Data for this exercise:
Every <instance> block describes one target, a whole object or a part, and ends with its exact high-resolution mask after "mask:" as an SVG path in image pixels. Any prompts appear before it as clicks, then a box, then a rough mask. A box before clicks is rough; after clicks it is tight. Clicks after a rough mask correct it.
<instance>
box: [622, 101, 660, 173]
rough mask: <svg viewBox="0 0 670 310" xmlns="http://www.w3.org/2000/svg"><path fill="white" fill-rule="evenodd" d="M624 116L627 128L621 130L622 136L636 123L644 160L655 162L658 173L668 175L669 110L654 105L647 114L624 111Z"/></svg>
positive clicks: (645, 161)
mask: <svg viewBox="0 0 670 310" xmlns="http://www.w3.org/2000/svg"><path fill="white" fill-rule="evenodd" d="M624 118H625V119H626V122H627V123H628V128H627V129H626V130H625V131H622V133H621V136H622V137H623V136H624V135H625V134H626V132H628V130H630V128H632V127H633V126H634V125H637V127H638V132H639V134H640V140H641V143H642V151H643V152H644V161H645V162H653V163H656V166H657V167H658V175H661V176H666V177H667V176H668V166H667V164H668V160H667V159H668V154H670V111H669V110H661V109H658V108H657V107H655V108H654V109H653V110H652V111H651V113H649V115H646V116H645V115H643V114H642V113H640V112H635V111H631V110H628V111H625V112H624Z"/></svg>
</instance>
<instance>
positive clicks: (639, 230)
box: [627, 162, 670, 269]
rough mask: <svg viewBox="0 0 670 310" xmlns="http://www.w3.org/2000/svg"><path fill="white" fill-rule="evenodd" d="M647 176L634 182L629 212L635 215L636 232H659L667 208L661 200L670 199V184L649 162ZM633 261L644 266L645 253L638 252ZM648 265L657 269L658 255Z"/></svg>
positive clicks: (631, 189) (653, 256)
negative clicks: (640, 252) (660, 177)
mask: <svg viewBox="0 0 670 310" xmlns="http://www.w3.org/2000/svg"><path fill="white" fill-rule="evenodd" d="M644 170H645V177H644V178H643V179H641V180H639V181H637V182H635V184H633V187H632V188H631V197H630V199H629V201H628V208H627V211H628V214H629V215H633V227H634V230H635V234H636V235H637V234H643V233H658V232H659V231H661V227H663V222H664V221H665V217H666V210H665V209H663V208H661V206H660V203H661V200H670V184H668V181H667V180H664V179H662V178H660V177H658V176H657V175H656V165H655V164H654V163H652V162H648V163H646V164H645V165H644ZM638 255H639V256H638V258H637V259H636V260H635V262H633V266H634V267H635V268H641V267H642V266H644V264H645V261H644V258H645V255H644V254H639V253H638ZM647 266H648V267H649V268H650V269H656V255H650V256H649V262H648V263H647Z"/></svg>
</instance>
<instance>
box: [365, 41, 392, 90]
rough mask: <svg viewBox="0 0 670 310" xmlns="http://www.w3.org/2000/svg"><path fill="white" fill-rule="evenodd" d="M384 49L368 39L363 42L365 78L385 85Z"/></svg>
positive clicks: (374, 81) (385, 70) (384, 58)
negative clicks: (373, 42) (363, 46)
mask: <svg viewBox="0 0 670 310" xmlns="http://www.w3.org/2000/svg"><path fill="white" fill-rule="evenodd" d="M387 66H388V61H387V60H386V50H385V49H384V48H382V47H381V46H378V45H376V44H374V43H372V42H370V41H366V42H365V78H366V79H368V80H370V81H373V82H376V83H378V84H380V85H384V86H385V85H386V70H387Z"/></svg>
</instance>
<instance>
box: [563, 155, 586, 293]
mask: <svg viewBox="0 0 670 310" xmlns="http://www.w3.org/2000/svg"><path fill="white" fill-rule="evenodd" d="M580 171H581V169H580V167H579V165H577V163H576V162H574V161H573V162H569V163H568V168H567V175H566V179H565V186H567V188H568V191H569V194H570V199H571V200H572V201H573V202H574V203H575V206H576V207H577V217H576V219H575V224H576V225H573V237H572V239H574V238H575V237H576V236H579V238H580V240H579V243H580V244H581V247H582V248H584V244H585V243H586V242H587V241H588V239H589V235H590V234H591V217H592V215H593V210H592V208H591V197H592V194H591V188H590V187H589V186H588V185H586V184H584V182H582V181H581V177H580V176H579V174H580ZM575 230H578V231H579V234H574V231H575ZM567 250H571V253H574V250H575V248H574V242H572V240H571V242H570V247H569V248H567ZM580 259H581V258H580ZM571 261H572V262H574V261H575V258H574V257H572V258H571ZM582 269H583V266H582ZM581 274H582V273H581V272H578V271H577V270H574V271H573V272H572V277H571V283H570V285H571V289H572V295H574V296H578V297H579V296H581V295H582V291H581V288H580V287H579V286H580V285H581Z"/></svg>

Your objective:
Your answer should consist of the lines from the material that contain "rough".

Answer:
Every <instance> block describes one target, a whole object or a part, and ends with its exact high-resolution mask after "mask:" as an SVG path in image pixels. Any prompts appear before it as clicks, then a box, then a rough mask. A box before clicks is rough; after clicks it is tight. Clicks after a rough mask correct it.
rough mask: <svg viewBox="0 0 670 310" xmlns="http://www.w3.org/2000/svg"><path fill="white" fill-rule="evenodd" d="M624 116L627 128L621 130L622 136L636 123L644 160L655 162L658 173L668 175L669 110L654 105L647 114L624 111Z"/></svg>
rough mask: <svg viewBox="0 0 670 310" xmlns="http://www.w3.org/2000/svg"><path fill="white" fill-rule="evenodd" d="M647 176L634 182L629 212L635 215L636 232H659L667 208L661 200L670 199V184L649 162ZM633 261L644 266L645 253L638 252ZM648 265L657 269L658 255Z"/></svg>
rough mask: <svg viewBox="0 0 670 310" xmlns="http://www.w3.org/2000/svg"><path fill="white" fill-rule="evenodd" d="M384 49L368 39L363 42L365 78L385 85Z"/></svg>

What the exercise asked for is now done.